PASSAGE TO READ:
General Terms and Conditions (GTC) of Clemens Spieltiere GmbH

 

1 Scope of application

(1) These General Terms and Conditions (hereinafter: GTC) apply to all contracts concluded for the sale of goods between us, Clemens Spieltiere GmbH, represented by Ju Young Hyun, Waldstraße 34, 74912 Kirchardt, Germany (hereinafter „Seller“ or „we“) and you as our customer (hereinafter „Customer“ or „you“).
(2) The GTC apply regardless of whether you are a consumer, entrepreneur or merchant. The version of the GTC valid at the time the contract is concluded shall apply.
(3) We do not accept deviating terms and conditions of the Customer. This shall also apply if we do not expressly object to their inclusion.
(4) The Customer is a consumer insofar as the purpose of the ordered goods and services cannot be predominantly attributed to his commercial or independent professional activity. In contrast, an entrepreneur is any natural or legal person or partnership with legal capacity that is acting in the exercise of its commercial or independent professional activity when concluding the contract.

DIRECTIONS:
Retype the terms and conditions word for word, starting with "(1) These General" and going on through "concluded shall apply.".

SOURCE DATA:
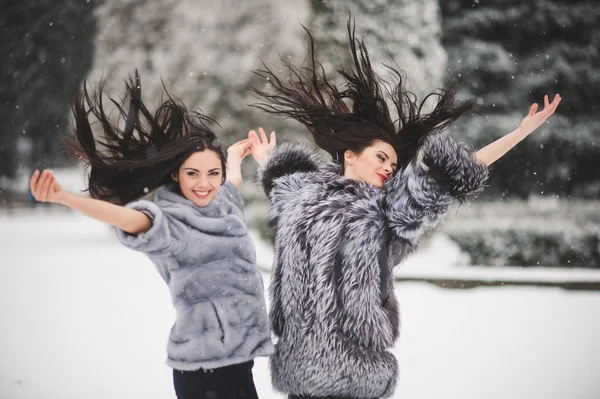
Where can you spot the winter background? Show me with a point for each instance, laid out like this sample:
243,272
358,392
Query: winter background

EXERCISE RESULT:
(1) These General Terms and Conditions (hereinafter: GTC) apply to all contracts concluded for the sale of goods between us, Clemens Spieltiere GmbH, represented by Ju Young Hyun, Waldstraße 34, 74912 Kirchardt, Germany (hereinafter „Seller“ or „we“) and you as our customer (hereinafter „Customer“ or „you“).
(2) The GTC apply regardless of whether you are a consumer, entrepreneur or merchant. The version of the GTC valid at the time the contract is concluded shall apply.